> **PROBLEM SET**
1. In the module notes on the terminal locale, why are the easy facts written directly instead of being derived from general theorems about Stone spaces?
2. In the module notes on the terminal locale, reproduce the passage starting at "open import MLTT.List" and ending at "(fe : Fun-Ext)".
3. Extend the Agda module notes on properties of the terminal locale, picking up after their final line.

## Begin TEXT TO READ

--------------------------------------------------------------------------------
title:        Some properties of the terminal locale
author:       Ayberk Tosun
date-started: 2024-03-09
--------------------------------------------------------------------------------

We collect properties of the terminal locale in this module.

Some of the facts below can be derived from general theorems about Stone spaces,
since the terminal locale is a Stone space. At the moment of writing, however,
the machinery for Stone locales needs a bit refactoring so I'm writing these
easy facts directly.

TODO: Refactor the following as to derive them from more general theorems about
Stone spaces.

\begin{code}[hide]

{-# OPTIONS --safe --without-K #-}

open import MLTT.List hiding ([_])
open import MLTT.Spartan hiding (𝟚; ₀; ₁)
open import UF.FunExt
open import UF.PropTrunc
open import UF.Size

module Locales.TerminalLocale.Properties
        (pt : propositional-truncations-exist)
        (fe : Fun-Ext)
        (sr : Set-Replacement pt)
       where

open import Locales.Clopen pt fe sr
open import Locales.Compactness.Definition pt fe
open import Locales.Frame pt fe
open import Locales.InitialFrame pt fe
open import Locales.Spectrality.SpectralityOfOmega pt fe sr
open import Locales.Stone pt fe sr
open import Locales.StoneImpliesSpectral pt fe sr
open import Locales.ZeroDimensionality pt fe sr
open import Slice.Family
open import UF.Equiv
open import UF.Logic
open import UF.Subsingletons
open import UF.Subsingletons-FunExt
open import UF.SubtypeClassifier

open AllCombinators pt fe
open Locale
open PropositionalTruncation pt hiding (_∨_; ∨-elim)

module _ (pe : propext 𝓤) where

 open Spectrality-of-𝟎 𝓤 pe

\end{code}

Every compact open of the initial frame is either `⊤` or `⊥`.

## End TEXT TO READ
## Begin PROVIDED DATA

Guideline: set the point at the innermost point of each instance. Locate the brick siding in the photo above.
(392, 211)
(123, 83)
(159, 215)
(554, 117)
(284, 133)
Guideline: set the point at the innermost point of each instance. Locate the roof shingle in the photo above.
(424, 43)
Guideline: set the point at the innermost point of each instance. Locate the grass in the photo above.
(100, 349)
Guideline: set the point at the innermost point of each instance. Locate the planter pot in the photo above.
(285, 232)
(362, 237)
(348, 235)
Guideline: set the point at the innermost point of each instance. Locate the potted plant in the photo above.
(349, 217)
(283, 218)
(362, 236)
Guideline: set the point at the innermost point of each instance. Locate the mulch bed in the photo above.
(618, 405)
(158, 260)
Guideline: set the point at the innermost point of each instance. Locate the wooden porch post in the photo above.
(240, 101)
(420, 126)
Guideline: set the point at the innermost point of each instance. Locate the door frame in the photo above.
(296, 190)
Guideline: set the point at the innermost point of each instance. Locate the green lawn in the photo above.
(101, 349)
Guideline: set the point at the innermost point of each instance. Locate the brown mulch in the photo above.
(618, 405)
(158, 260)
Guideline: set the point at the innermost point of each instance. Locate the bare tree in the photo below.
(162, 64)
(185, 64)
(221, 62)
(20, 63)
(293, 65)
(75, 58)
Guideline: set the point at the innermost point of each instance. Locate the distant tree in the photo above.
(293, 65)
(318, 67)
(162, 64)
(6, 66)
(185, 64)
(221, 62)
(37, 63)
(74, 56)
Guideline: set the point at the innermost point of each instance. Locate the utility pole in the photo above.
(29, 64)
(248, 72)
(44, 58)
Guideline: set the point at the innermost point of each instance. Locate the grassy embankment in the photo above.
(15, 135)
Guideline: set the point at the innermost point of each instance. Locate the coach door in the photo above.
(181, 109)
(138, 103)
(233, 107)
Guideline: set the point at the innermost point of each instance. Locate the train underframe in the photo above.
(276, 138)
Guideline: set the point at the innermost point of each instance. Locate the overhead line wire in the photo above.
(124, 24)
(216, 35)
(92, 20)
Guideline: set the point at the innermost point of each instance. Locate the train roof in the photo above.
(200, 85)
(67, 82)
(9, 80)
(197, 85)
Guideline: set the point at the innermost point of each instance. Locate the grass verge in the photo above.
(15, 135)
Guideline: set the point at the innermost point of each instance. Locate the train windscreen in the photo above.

## End PROVIDED DATA

> **OUTPUTS IN ORDER**
1. When the notes were written, the machinery for Stone locales needed some refactoring.

2.
open import MLTT.List hiding ([_])
open import MLTT.Spartan hiding (𝟚; ₀; ₁)
open import UF.FunExt
open import UF.PropTrunc
open import UF.Size

module Locales.TerminalLocale.Properties
        (pt : propositional-truncations-exist)
        (fe : Fun-Ext)

3.
\begin{code}

 compact-opens-are-boolean : (P : Ω 𝓤)
                          → is-compact-open (𝟏Loc pe) P holds
                          → (Ǝ K ꞉ 𝟚 𝓤 , P ＝ ℬ𝟎 [ K ]) holds
 compact-opens-are-boolean P κ =
  ∥∥-rec
   ∃-is-prop
   γ
   (κ (𝒮↑ P)
   (covers-of-directified-basis-are-directed (𝟎-𝔽𝕣𝕞 pe) ℬ𝟎 ℬ𝟎-is-basis-for-𝟎 P) c₀)
   where
    S : Fam 𝓤 (𝟚 𝓤)
    S = pr₁ (ℬ𝟎-is-basis-for-𝟎 P)

    c : P ＝ ⋁[ 𝒪 (𝟏Loc pe) ] 𝒮↑ P
    c = ⋁[ 𝒪 (𝟏Loc pe) ]-unique (𝒮↑ P) P (pr₂ (ℬ𝟎↑-is-basis P))

    c₀ : (P ⇒ ⋁[ 𝒪 (𝟏Loc pe) ] 𝒮↑ P) holds
    c₀ = ⇔-gives-⇒
          P
          (⋁[ 𝒪 (𝟏Loc pe) ] 𝒮↑ P)
          (equal-⊤-gives-holds _ (＝-gives-⇔ pe P (⋁[ 𝒪 (𝟏Loc pe) ] 𝒮↑ P) c))

    open PosetReasoning (poset-of (𝟎-𝔽𝕣𝕞 pe))

    γ : (Σ bs ꞉ List (P holds) , (P ⇒ 𝒮↑ P [ bs ]) holds)
      → (Ǝ K ꞉ 𝟚 𝓤 , P ＝ ℬ𝟎 [ K ]) holds
    γ ([]       , φ) = ∣ inl ⋆ , fails-gives-equal-⊥ pe fe P †  ∣
                        where
                         † : ¬ (P holds)
                         † = 𝟘-elim ∘ (𝟎-is-bottom (𝒪 (𝟏Loc pe)) ⊥) ∘ φ
    γ ((p ∷ _) , φ) = ∣ inr ⋆ ,  holds-gives-equal-⊤ pe fe P p ∣

\end{code}

Every compact open of the initial frame is a decidable proposition.

\begin{code}

 compact-implies-boolean : (P : Ω 𝓤)
                         → is-compact-open (𝟏Loc pe) P holds
                         → is-decidable (P holds)
 compact-implies-boolean P κ =
  ∥∥-rec
   (decidability-of-prop-is-prop fe (holds-is-prop P))
   γ
   (compact-opens-are-boolean P κ)
   where
    γ : Σ b ꞉ 𝟚 𝓤 , P ＝ ℬ𝟎 [ b ] → is-decidable (P holds)
    γ (inl p , q) = inr (equal-⊥-gives-fails P q)
    γ (inr _ , p) = inl (equal-⊤-gives-holds P p)

\end{code}

The bottom proposition `⊥` is obviously the same thing as the empty join, but
this fact is not a definitional equality.

\begin{code}

 𝟎-is-⊥ : ⊥ ＝ 𝟎[ 𝒪 (𝟏Loc pe) ]
 𝟎-is-⊥ = ⇔-gives-＝
           pe
           ⊥
           𝟎[ 𝒪 (𝟏Loc pe) ]
           (holds-gives-equal-⊤ pe fe _ ((λ ()) , 𝟎-is-bottom (𝒪 (𝟏Loc pe)) ⊥))

\end{code}

Added on 2024-05-28.

The following is probably written down somewhere else, but this is the right
place for it.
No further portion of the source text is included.